### OBJECTIF ÉNONCÉ 1
Reproduisez à l'identique les lignes de toutes les entrées présentées plus bas, en laissant les images de côté dans votre réponse.

### EXTRAIT
"""

Table des matières

Requête SQL utiles

Correspondance entre code INSEE présent dans additional_data et cor_area_synthese

Trouver les codes INSEE fournis dans le champ additional_data attribut communeInseeCode, existant dans la table ref_geo.l_areas mais qui ne correspondent pas à ceux présent dans la table gn_synthese.cor_area_synthee :

WITH communes AS (
	SELECT la.id_area, la.area_code AS insee_code, la.area_name
	FROM ref_geo.l_areas AS la 
	WHERE la.id_type = ref_geo.get_id_area_type_by_code('COM')
		AND la."enable" = TRUE
)
SELECT s.unique_id_sinp, s.the_geom_4326, s.additional_data::json->>'communeInseeCode' AS code_insee_json, c.area_name AS area_name_cas, c.insee_code AS code_insee_cas
FROM gn_synthese.synthese AS s 
	LEFT JOIN gn_synthese.cor_area_synthese AS cas 
		ON (s.id_synthese = cas.id_synthese)
	JOIN communes AS c
		ON (cas.id_area = c.id_area)

"""

### ENTRÉES EXTRAITES
"""

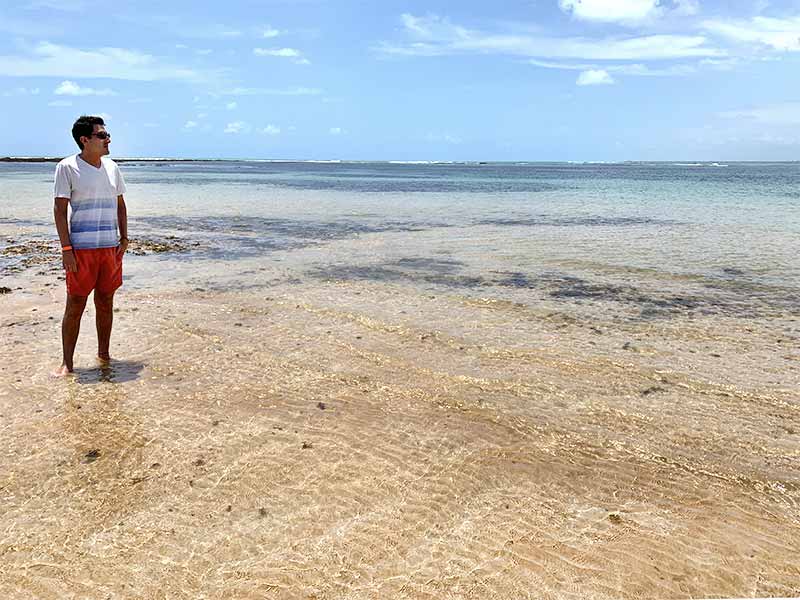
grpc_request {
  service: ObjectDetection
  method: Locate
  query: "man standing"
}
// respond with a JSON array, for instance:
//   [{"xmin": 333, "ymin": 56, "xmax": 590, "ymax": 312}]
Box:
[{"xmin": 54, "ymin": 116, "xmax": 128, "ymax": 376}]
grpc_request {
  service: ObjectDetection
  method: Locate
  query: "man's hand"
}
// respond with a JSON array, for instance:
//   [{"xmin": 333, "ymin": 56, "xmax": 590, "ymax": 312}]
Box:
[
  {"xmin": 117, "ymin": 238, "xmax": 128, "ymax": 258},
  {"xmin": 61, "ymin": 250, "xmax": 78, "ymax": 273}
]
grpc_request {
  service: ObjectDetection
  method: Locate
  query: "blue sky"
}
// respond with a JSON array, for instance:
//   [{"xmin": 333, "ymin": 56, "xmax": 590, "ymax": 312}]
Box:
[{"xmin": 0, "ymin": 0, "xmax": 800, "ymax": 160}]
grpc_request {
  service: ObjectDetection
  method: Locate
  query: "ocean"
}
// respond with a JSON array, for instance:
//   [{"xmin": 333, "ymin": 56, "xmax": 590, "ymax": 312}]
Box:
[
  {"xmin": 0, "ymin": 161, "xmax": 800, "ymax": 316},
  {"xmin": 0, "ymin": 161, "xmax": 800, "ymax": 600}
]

"""

### OBJECTIF ÉNONCÉ 2
Transcrivez sans modification le passage de l'extrait compris entre « WITH communes AS » et « (cas.id_area = c.id_area) », bornes incluses.

### SOLUTION DÉTAILLÉE 1
grpc_request {
  service: ObjectDetection
  method: Locate
  query: "man standing"
}
// respond with a JSON array, for instance:
//   [{"xmin": 333, "ymin": 56, "xmax": 590, "ymax": 312}]
Box:
[{"xmin": 54, "ymin": 116, "xmax": 128, "ymax": 376}]
grpc_request {
  service: ObjectDetection
  method: Locate
  query: "man's hand"
}
// respond with a JSON array, for instance:
//   [{"xmin": 333, "ymin": 56, "xmax": 590, "ymax": 312}]
Box:
[
  {"xmin": 117, "ymin": 238, "xmax": 128, "ymax": 258},
  {"xmin": 61, "ymin": 250, "xmax": 78, "ymax": 273}
]
grpc_request {
  service: ObjectDetection
  method: Locate
  query: "blue sky"
}
// respond with a JSON array, for instance:
//   [{"xmin": 333, "ymin": 56, "xmax": 590, "ymax": 312}]
Box:
[{"xmin": 0, "ymin": 0, "xmax": 800, "ymax": 160}]
grpc_request {
  service: ObjectDetection
  method: Locate
  query: "ocean"
}
// respond with a JSON array, for instance:
//   [{"xmin": 333, "ymin": 56, "xmax": 590, "ymax": 312}]
Box:
[
  {"xmin": 0, "ymin": 161, "xmax": 800, "ymax": 316},
  {"xmin": 0, "ymin": 161, "xmax": 800, "ymax": 600}
]

### SOLUTION DÉTAILLÉE 2
WITH communes AS (
	SELECT la.id_area, la.area_code AS insee_code, la.area_name
	FROM ref_geo.l_areas AS la 
	WHERE la.id_type = ref_geo.get_id_area_type_by_code('COM')
		AND la."enable" = TRUE
)
SELECT s.unique_id_sinp, s.the_geom_4326, s.additional_data::json->>'communeInseeCode' AS code_insee_json, c.area_name AS area_name_cas, c.insee_code AS code_insee_cas
FROM gn_synthese.synthese AS s 
	LEFT JOIN gn_synthese.cor_area_synthese AS cas 
		ON (s.id_synthese = cas.id_synthese)
	JOIN communes AS c
		ON (cas.id_area = c.id_area)